▸ **Task objective**: Render the lines below as a JSON list of strings, with one string per line and blank lines left out.

▸ **Recorded information**:
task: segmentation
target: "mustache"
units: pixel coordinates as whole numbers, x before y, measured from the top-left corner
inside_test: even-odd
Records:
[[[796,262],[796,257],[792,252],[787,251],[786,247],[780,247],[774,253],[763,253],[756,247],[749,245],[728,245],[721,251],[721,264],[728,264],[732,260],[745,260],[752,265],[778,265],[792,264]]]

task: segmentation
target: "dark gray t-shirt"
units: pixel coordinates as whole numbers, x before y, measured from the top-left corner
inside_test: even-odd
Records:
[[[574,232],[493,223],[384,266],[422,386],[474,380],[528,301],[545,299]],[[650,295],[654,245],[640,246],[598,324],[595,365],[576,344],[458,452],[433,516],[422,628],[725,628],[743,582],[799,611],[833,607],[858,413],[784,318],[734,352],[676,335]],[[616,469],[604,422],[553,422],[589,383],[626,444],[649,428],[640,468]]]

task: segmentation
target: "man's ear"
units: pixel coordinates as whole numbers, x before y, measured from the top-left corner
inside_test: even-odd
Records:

▸ **Solution to this task**:
[
  "task: segmentation",
  "target: \"mustache\"",
  "units: pixel coordinates as whole numbers, x before y, measured from the top-left corner",
  "inside_test: even-odd",
  "Records:",
  "[[[796,262],[796,257],[792,252],[787,251],[786,247],[780,247],[774,253],[763,253],[756,247],[749,245],[728,245],[721,251],[721,264],[728,264],[732,260],[745,260],[752,265],[778,265],[792,264]]]",
  "task: segmentation",
  "target: \"dark gray t-shirt\"",
  "units: pixel coordinates as whole numbers, x before y, measured from the top-left corner",
  "inside_test: even-odd",
  "Records:",
  "[[[574,232],[493,223],[384,266],[422,386],[474,380],[528,301],[545,299]],[[650,295],[654,245],[640,246],[598,324],[595,365],[576,344],[458,452],[433,516],[422,628],[725,628],[743,582],[799,611],[833,607],[858,413],[784,318],[734,352],[676,335]],[[616,469],[604,422],[553,422],[589,383],[626,444],[649,428],[640,468]]]",
  "task: segmentation",
  "target: \"man's ear\"",
  "units: pixel coordinates as whole numbers, x before y, measured from the top-left corner",
  "inside_test: even-odd",
  "Records:"
]